DIRECTIONS FOR THIS TASK: Below are some entries; can you quote all of them exactly?

RECORDS PROVIDED:
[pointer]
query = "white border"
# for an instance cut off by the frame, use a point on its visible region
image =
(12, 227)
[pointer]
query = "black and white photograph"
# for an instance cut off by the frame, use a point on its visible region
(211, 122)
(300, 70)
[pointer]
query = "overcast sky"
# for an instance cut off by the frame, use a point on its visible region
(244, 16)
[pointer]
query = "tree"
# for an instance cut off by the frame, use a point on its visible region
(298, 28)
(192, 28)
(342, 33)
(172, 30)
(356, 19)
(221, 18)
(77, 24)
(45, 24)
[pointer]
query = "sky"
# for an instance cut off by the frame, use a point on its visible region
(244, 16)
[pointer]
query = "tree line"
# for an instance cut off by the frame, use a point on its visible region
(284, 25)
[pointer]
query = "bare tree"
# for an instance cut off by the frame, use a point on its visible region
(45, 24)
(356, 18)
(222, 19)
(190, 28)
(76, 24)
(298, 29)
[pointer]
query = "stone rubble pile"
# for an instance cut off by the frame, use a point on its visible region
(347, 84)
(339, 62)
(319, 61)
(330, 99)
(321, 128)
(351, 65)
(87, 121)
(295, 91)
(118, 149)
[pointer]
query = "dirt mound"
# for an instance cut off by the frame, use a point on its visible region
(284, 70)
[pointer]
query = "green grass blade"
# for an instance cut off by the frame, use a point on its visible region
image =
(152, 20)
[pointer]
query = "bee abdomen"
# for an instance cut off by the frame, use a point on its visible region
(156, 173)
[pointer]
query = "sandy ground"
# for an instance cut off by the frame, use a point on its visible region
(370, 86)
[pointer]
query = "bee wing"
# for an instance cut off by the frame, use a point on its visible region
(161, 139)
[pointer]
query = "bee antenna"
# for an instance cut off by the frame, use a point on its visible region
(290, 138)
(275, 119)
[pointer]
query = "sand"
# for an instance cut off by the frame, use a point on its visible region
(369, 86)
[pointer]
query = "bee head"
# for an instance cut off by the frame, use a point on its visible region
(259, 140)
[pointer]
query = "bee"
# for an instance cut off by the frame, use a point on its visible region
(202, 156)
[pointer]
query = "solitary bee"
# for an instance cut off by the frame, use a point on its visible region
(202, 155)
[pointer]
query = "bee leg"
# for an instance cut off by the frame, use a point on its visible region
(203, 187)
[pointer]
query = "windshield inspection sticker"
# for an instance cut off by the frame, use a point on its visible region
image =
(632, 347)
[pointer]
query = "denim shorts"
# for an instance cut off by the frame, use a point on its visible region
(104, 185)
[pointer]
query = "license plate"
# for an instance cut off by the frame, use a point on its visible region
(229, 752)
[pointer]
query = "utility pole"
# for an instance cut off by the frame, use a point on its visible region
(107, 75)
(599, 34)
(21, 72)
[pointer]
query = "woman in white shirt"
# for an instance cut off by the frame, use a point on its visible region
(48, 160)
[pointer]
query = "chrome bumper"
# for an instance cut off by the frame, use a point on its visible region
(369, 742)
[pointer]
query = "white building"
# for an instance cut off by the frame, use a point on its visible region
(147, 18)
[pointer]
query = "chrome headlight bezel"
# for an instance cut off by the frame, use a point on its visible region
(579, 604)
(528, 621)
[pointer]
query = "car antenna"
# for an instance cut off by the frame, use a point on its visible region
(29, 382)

ANSWER BOX:
[pointer]
query = "white border"
# for an instance cut off by the frame, use a point on its visible region
image =
(12, 227)
[pointer]
query = "black and white photograph"
# for an instance cut off by the frame, use a point on its visible region
(211, 122)
(300, 70)
[pointer]
query = "overcast sky"
# for an instance cut off by the frame, use a point on its visible region
(244, 16)
[pointer]
query = "tree"
# for an instance cut off by the frame, use a point on its visible region
(298, 28)
(192, 28)
(342, 33)
(172, 30)
(356, 19)
(221, 18)
(77, 24)
(45, 24)
[pointer]
query = "sky"
# for an instance cut off by the frame, use a point on its visible region
(244, 16)
[pointer]
query = "tree line"
# for an instance cut off by the frame, use a point on its visible region
(284, 25)
[pointer]
query = "bare tree"
# for an instance cut off by the frame, use a point on its visible region
(45, 24)
(356, 18)
(222, 19)
(190, 28)
(76, 24)
(298, 29)
[pointer]
query = "stone rubble pile"
# for an instance cut off by the frame, use a point on its visible region
(347, 84)
(339, 62)
(319, 61)
(330, 99)
(321, 128)
(351, 65)
(87, 121)
(295, 91)
(118, 149)
[pointer]
query = "dirt mound"
# for an instance cut off by the frame, use a point on its visible region
(284, 70)
[pointer]
query = "green grass blade"
# for an instance cut off by the frame, use a point on its visible region
image =
(152, 20)
[pointer]
query = "bee abdomen"
# for an instance cut off by the frame, use a point on its visible region
(156, 173)
[pointer]
query = "sandy ground"
# for an instance cut off by the frame, use a point on its visible region
(370, 86)
[pointer]
query = "bee wing"
# for an instance cut off by the frame, use a point on its visible region
(161, 139)
[pointer]
query = "bee antenna"
# for an instance cut off by the frame, use a point on its visible region
(290, 138)
(275, 119)
[pointer]
query = "sand"
# for an instance cut off by the frame, use a point on its visible region
(369, 86)
[pointer]
query = "bee head"
# for an instance cut off by the frame, use a point on its visible region
(259, 140)
[pointer]
query = "bee"
# for an instance cut off by the frame, use a point on its visible region
(202, 156)
[pointer]
query = "solitary bee"
# for an instance cut off by the frame, use a point on its visible region
(202, 155)
[pointer]
query = "bee leg"
# for an instance cut off by the frame, use a point on its visible region
(203, 187)
[pointer]
query = "windshield inspection sticker"
# for an instance cut off by the frame, use a point on its visible region
image =
(632, 347)
[pointer]
query = "denim shorts"
# for an instance cut off by the frame, use a point on its visible region
(104, 185)
[pointer]
query = "license plate"
# for an instance cut off by the frame, use a point on its visible region
(229, 752)
[pointer]
query = "utility pole"
# for an instance cut off by the frame, use a point on its visible region
(107, 75)
(599, 34)
(21, 72)
[pointer]
query = "woman in white shirt"
# for an instance cut off by the frame, use a point on its visible region
(48, 160)
[pointer]
query = "chrome bumper"
# for an instance cut off by the frame, use a point on its visible region
(369, 742)
[pointer]
query = "white building"
# for an instance cut off by the frame, use a point on its visible region
(147, 18)
[pointer]
query = "chrome headlight bezel"
# for an instance cut off by the frame, use a point on its visible region
(579, 604)
(528, 621)
[pointer]
query = "car antenna"
# for an instance cut off by the frame, use a point on its visible region
(29, 382)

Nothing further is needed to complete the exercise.